→ **WHAT TO DO**:
**A.** Answer these questions about the patch review message on GDB's argument vector code, writing each answer on its own line and marking it like its question.
(i) To which call is the result of m_argv.data() passed?
(ii) Which two functions does the reviewer suggest moving out of the class?
(iii) Which file does the diff modify?
**B.** Carry on the patch review message on GDB's argument vector code, picking up right after its final line.

→ **READING PASSAGE**:
┏━━

I'd disagree with you here.  We shouldn't be adding more of these cases
just because "there are already similar cases in the code".  We should
call out incorrect uses of raw pointers during review.

But, predictably, I feel this case is different.  We pass the result of
m_argv.data() through to the execve call.  I don't believe this is
valid:

  void some_func (char **data);

  void other_func ()
  {
    std::vector<std::unique_ptr<char>> vec;
    vec.push_back (strdup ("aaaa"));
    vec.push_back (strdup ("bbbb"));
    vec.push_back (strdup ("cccc"));

    some_func (vec.data ());
  }

So, if we change the vector's element type, we'd need to first build
another vector of type 'char *' which can be used in the call to
some_func (or execve in the real GDB code).

One thing I think we maybe could do to clean this code up, is move the
execv_argv::init_for_no_shell and execv_argv::init_for_shell functions
out of the class, and make execv_argv ONLY be wrapper around the vector
of strings.  I think good C++ practice is for a class to either manage a
resource, or to do algorithmic work, but not a mix of the two, as we do
here.

Looking at it, if we had such a class we could use it to improve the
gdbserver code a little, so I'll take a pass at that, then return to
this patch.

Thanks,
Andrew

>
> This still looks like a step in the right direction.
>
> Reviewed-By: Keith Seitz <keiths@redhat.com>
>
> Keith
  

Patch

diff --git a/gdb/nat/fork-inferior.c b/gdb/nat/fork-inferior.c
index 41765b102bc..65cfab83c98 100644
--- a/gdb/nat/fork-inferior.c
+++ b/gdb/nat/fork-inferior.c
@@ -27,6 +27,7 @@ 
 #include "gdbsupport/signals-state-save-restore.h"
 #include "gdbsupport/gdb_tilde_expand.h"

┗━━

→ **DATA SHOWN**:
┏━━

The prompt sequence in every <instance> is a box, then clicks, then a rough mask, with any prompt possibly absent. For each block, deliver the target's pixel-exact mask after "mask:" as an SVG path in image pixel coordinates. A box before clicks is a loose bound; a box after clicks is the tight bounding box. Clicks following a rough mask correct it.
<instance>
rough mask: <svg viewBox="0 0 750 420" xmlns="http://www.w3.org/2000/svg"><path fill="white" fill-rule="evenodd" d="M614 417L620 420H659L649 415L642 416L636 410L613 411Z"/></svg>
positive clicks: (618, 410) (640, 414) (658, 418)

┗━━

→ **WRITTEN RESPONSES**:
**A.**
(i) The execve call.
(ii) execv_argv::init_for_no_shell and execv_argv::init_for_shell.
(iii) gdb/nat/fork-inferior.c.

**B.**
 #include "gdbsupport/gdb_signals.h"
+#include "gdbsupport/buildargv.h"
 #include <vector>
 
 extern char **environ;
@@ -42,6 +43,11 @@  class execv_argv
   execv_argv (const char *exec_file, const std::string &allargs,
 	      const char *shell_file);
 
+  ~execv_argv ()
+  {
+    free_vector_argv (m_argv);
+  }
+
   /* Return a pointer to the built argv, in the type expected by
      execv.  The result is (only) valid for as long as this execv_argv
      object is live.  We return a "char **" because that's the type
@@ -50,7 +56,7 @@  class execv_argv
      strings to which the array point.  */
   char **argv ()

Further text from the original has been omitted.